>>>

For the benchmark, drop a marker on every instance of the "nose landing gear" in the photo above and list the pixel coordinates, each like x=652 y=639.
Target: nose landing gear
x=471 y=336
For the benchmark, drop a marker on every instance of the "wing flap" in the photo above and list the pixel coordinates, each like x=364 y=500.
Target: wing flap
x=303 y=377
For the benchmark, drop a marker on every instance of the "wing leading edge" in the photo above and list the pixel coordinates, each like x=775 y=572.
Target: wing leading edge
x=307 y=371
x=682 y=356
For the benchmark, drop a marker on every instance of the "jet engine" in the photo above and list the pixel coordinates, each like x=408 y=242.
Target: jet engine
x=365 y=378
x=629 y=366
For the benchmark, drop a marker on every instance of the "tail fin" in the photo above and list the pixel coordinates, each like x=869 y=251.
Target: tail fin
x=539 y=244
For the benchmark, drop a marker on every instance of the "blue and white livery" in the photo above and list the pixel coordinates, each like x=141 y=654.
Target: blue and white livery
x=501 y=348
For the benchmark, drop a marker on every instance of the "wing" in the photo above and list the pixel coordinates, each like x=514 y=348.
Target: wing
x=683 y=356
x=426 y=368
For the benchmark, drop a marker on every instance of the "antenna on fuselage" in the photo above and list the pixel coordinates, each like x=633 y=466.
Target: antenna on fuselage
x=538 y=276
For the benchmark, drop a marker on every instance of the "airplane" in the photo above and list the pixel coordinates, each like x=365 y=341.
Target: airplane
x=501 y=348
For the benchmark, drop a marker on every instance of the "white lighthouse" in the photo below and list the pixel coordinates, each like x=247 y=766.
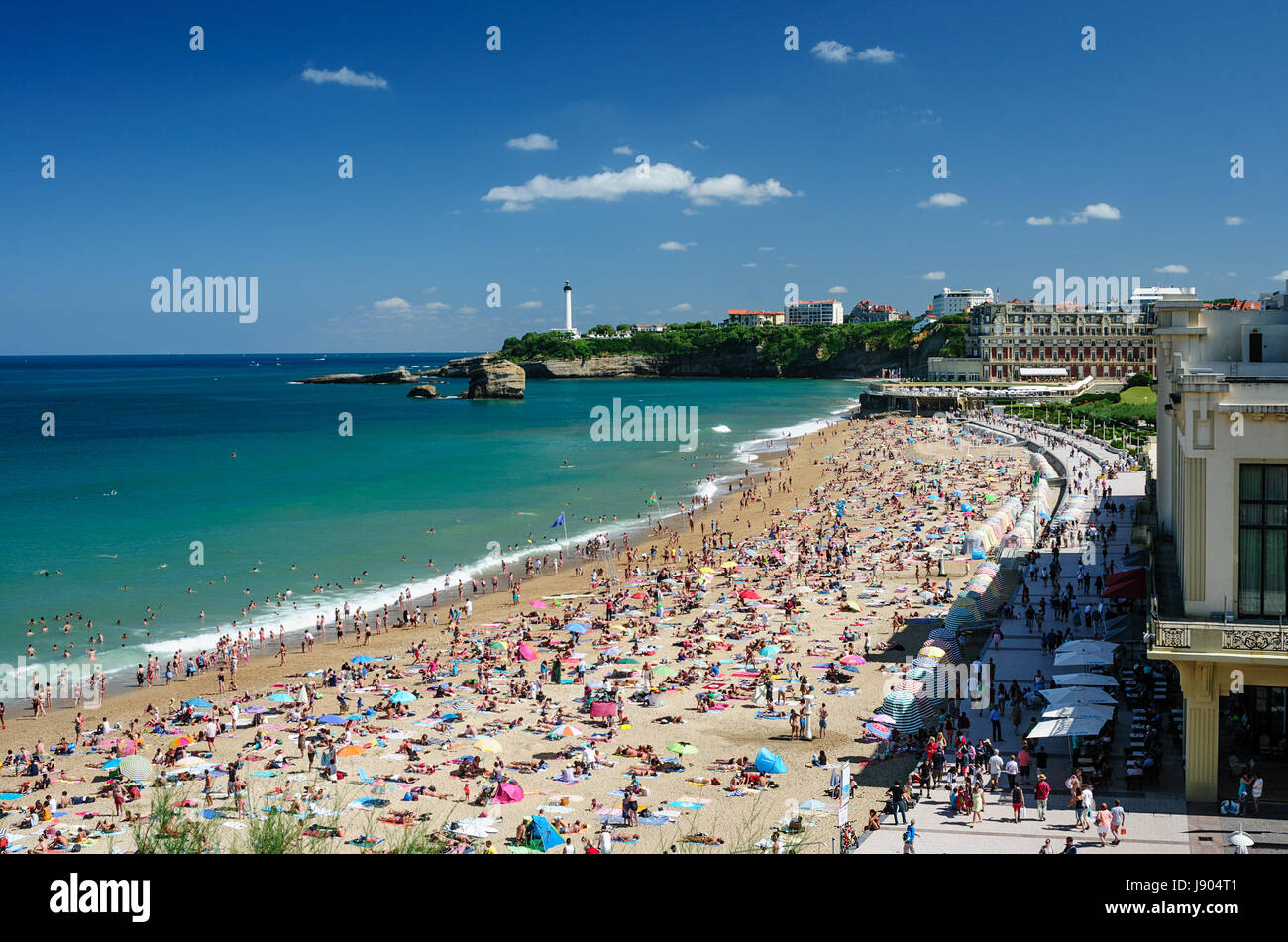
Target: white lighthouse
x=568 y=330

<<<
>>>

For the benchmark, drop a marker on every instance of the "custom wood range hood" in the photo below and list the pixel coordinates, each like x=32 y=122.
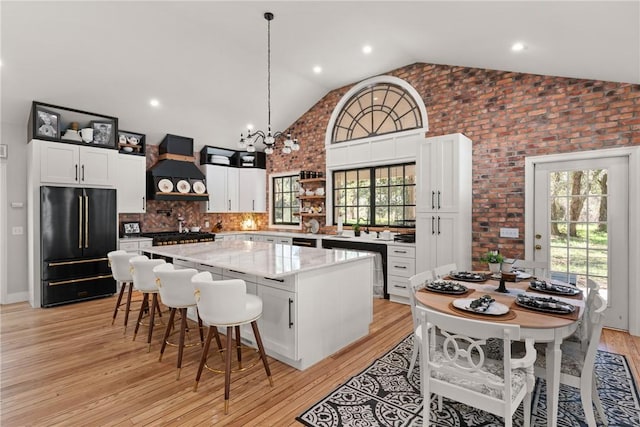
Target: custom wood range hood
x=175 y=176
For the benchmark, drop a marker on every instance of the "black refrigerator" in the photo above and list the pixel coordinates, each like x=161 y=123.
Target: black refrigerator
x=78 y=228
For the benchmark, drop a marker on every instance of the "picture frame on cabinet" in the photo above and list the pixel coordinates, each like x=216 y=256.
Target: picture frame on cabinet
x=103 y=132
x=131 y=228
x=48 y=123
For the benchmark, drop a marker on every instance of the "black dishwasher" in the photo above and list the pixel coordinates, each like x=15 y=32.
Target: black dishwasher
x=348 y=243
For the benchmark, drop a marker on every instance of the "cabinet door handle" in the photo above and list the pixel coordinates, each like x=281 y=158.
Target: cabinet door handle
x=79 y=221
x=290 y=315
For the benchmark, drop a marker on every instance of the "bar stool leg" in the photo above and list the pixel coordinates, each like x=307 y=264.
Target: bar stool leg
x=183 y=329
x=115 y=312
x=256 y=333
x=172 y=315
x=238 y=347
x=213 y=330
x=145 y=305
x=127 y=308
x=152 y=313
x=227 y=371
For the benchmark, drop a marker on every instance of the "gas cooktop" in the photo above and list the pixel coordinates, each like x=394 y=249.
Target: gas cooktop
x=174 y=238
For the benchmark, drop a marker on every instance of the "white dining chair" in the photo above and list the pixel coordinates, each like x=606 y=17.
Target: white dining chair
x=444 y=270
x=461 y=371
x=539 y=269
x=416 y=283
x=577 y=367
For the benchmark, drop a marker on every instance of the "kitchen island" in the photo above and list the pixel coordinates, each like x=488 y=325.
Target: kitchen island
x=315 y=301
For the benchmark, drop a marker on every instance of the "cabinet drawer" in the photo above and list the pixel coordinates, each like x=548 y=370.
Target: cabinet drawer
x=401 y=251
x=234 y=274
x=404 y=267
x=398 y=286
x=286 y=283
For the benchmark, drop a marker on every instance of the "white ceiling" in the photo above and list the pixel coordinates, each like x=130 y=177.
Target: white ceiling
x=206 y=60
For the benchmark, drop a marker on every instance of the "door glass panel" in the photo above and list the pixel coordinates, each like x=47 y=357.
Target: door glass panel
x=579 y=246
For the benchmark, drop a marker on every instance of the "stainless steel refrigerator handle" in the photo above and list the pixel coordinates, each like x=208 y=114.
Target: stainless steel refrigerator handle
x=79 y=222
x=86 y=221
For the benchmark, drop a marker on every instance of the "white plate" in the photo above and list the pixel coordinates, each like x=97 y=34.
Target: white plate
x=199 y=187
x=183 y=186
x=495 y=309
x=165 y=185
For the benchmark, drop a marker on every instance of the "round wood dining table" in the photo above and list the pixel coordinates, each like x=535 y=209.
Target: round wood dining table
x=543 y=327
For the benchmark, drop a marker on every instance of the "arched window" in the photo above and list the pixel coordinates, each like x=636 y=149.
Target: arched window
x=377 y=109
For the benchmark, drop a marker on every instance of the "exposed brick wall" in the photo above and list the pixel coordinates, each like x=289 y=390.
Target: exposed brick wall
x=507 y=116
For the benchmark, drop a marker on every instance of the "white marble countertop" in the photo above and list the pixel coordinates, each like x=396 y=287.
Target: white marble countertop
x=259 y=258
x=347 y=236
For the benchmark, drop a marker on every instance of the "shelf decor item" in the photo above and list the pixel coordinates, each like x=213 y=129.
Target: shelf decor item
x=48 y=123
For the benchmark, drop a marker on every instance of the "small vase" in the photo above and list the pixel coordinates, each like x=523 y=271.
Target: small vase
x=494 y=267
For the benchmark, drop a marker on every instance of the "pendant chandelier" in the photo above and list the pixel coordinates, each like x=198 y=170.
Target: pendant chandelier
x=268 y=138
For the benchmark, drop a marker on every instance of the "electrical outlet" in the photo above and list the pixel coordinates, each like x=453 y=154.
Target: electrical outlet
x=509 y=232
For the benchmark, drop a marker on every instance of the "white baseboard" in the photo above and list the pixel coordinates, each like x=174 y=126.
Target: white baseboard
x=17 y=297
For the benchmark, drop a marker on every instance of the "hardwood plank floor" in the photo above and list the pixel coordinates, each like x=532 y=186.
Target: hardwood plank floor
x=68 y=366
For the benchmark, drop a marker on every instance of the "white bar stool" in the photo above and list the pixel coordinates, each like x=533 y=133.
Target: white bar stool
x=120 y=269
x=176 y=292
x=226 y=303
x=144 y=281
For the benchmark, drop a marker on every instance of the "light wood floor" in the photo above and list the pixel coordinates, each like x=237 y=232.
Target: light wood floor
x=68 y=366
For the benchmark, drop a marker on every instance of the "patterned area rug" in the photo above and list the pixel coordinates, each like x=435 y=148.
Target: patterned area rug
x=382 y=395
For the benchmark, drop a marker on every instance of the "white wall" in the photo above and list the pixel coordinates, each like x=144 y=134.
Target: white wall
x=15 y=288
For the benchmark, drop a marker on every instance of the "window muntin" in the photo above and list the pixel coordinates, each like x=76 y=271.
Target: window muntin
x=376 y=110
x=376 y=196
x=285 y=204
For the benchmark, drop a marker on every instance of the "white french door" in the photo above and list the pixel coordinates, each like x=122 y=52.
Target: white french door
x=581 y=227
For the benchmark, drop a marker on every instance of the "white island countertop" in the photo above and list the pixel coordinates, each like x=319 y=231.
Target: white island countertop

<<<

* **What is asked**:
Please rewrite the items starting at the line that has "like x=652 y=639." and ending after the line that has "x=303 y=377", with both of those lines included and the requests kept. Offset every coordinate in the answers by adding 62, but leave the sample coordinates in the requests unchanged.

* **Result below**:
For the benchmark, drop a marker on every instance of the "nose landing gear" in the photo above and list the pixel coordinates, each like x=652 y=639.
Target: nose landing gear
x=533 y=398
For the benchmark, drop a marker on every instance of the "wing flap" in the photo above and list the pixel coordinates, each like x=364 y=500.
Target: wing flap
x=365 y=439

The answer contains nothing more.